Stored data:
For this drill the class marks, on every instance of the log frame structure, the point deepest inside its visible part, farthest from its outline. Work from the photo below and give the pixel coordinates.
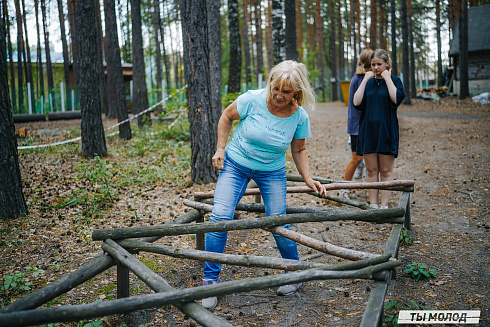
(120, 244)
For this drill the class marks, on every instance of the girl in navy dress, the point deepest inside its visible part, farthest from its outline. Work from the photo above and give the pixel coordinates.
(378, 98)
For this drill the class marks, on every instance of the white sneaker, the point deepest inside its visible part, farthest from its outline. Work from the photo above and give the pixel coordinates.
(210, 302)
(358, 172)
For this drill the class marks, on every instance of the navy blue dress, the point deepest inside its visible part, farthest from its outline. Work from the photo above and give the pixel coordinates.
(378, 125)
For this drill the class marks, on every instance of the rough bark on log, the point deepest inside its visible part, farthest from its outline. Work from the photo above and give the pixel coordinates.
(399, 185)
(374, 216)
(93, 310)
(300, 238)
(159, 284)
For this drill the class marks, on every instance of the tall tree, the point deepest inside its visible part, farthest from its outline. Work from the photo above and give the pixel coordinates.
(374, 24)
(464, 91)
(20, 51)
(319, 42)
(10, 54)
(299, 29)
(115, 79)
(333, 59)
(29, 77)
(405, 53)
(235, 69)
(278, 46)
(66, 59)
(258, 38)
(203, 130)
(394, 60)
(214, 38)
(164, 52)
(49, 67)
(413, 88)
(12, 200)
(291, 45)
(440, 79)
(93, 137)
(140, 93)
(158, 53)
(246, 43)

» **WHAT YOU NEED TO DO**
Copy out the entries verbatim and leave the images out.

» **SOLUTION FOR THIS EXERCISE**
For this drill the class marks, on every instance of the log frame structure, the point deepest inside its visible part, farthest from its outline. Work from the photo below and give the pixel coordinates.
(120, 244)
For this drill the class marks, on every instance of the girl in navy dress, the point deepest inside its visible part, farthest from its outline. Work from the photo above and give the pixel coordinates.
(378, 98)
For this drill the class marks, on every instance of the white sneaker, the point deepest inside its visible part, farthest from its outline. Work from the photo above and give the pixel coordinates.
(210, 302)
(358, 172)
For this drill the class marks, on every instance of the navy blue dress, the point deepest inside its visible part, farthest from its outline. Work from the photo above and give the pixel coordinates.
(378, 125)
For this drill the class marks, on every instance of the rough bark on log, the point deepest inside its visible part, farthest from its outline. Work from the photo above and give the pixel coordinates.
(399, 185)
(374, 216)
(93, 310)
(300, 238)
(159, 284)
For this drill the class marks, on every instance of the tall tree, the point deepest inside its visible part, farthest from its outline. Work from the photo above and give the pixel coordinates.
(374, 24)
(464, 91)
(20, 51)
(319, 42)
(10, 54)
(299, 29)
(115, 79)
(333, 59)
(29, 77)
(405, 53)
(235, 69)
(278, 46)
(66, 59)
(258, 38)
(203, 130)
(394, 60)
(214, 38)
(164, 52)
(49, 67)
(413, 88)
(12, 200)
(291, 45)
(440, 79)
(93, 137)
(140, 93)
(158, 53)
(246, 43)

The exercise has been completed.